### DATASET RECORDS ###
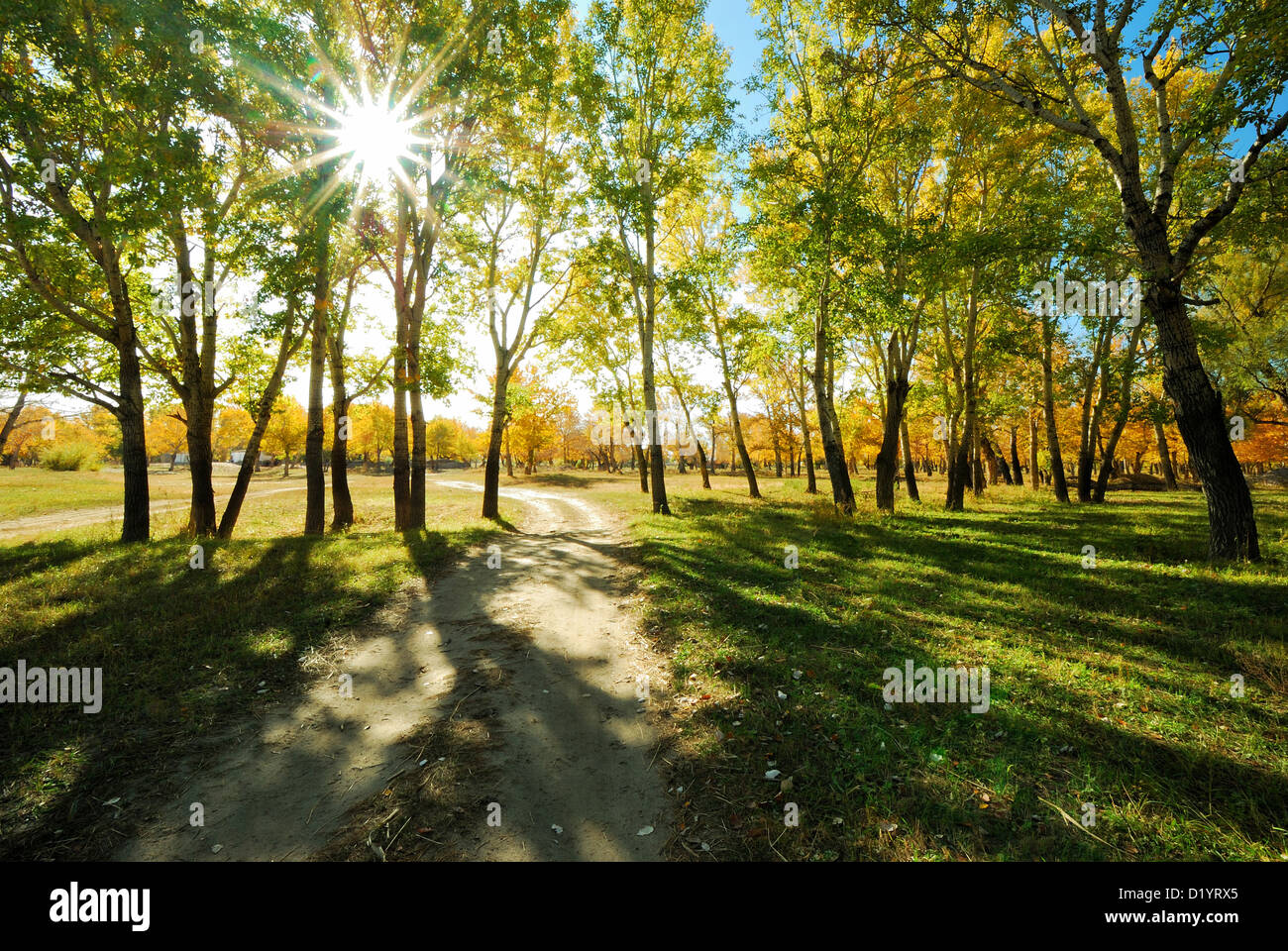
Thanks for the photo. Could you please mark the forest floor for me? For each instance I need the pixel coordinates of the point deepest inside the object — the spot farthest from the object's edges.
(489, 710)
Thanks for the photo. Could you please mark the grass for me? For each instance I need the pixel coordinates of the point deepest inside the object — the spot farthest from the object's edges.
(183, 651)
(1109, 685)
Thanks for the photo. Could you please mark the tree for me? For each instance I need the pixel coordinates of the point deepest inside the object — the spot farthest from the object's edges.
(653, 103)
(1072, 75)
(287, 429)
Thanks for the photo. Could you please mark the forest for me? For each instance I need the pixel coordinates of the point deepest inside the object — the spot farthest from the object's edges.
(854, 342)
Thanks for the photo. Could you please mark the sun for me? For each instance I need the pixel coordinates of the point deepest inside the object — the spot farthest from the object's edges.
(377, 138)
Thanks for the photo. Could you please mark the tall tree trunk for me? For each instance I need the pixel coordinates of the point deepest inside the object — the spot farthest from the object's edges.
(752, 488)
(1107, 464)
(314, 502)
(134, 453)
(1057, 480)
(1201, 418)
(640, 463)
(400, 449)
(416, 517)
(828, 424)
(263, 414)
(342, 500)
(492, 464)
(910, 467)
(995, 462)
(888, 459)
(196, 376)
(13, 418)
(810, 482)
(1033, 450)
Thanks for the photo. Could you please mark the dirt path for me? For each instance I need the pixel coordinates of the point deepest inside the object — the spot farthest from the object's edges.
###
> WORK ITEM: Your copy should match every record exactly and contain no pictures.

> RESPONSE TO THE TASK:
Thanks for the photo. Could you please mark the forest floor for me? For each instance I need the pixel coordinates of the point deepest inside the object — the spot farthest from the object's edges.
(489, 710)
Thanks for the photo. Could you please mark the grass for me? For each instance I need the pixel coordinates of the point deepest inside the object — the spot farthest from the object's edges.
(183, 651)
(1109, 685)
Thanks for the photo. Could you please mark the tree for me? For each instance I need the pixel coordinates of the point deepest inside the object — the spot farthest from the object's edges.
(653, 103)
(1072, 75)
(287, 429)
Thanks for the photo. Could you please mark the forest for me? For each instance I need the pixel coordinates of the point deepest inside the object — the spot farthest from the object's edges.
(854, 342)
Thanks for the photo. Could you please mark the sun for me? For each instance I need the pixel coordinates of the point deepest inside the object — the spot farthest from the object's edges.
(377, 138)
Thanks for the photo. Could you please mark the tall tree trunk for me? For each instance I need the pixel coordinates of the point deepest inside the object — the spot farthest from the object's edges.
(752, 488)
(1107, 464)
(314, 502)
(134, 453)
(1057, 480)
(1201, 418)
(640, 463)
(400, 449)
(416, 517)
(828, 424)
(263, 414)
(342, 500)
(492, 464)
(910, 467)
(995, 462)
(888, 459)
(196, 376)
(13, 418)
(810, 482)
(1033, 450)
Thanks for the photo. Could you please mark the dirt path for me? For each instance I need the pixel coordinates of the point deepest inside the object — the spot farthest from the object's edges.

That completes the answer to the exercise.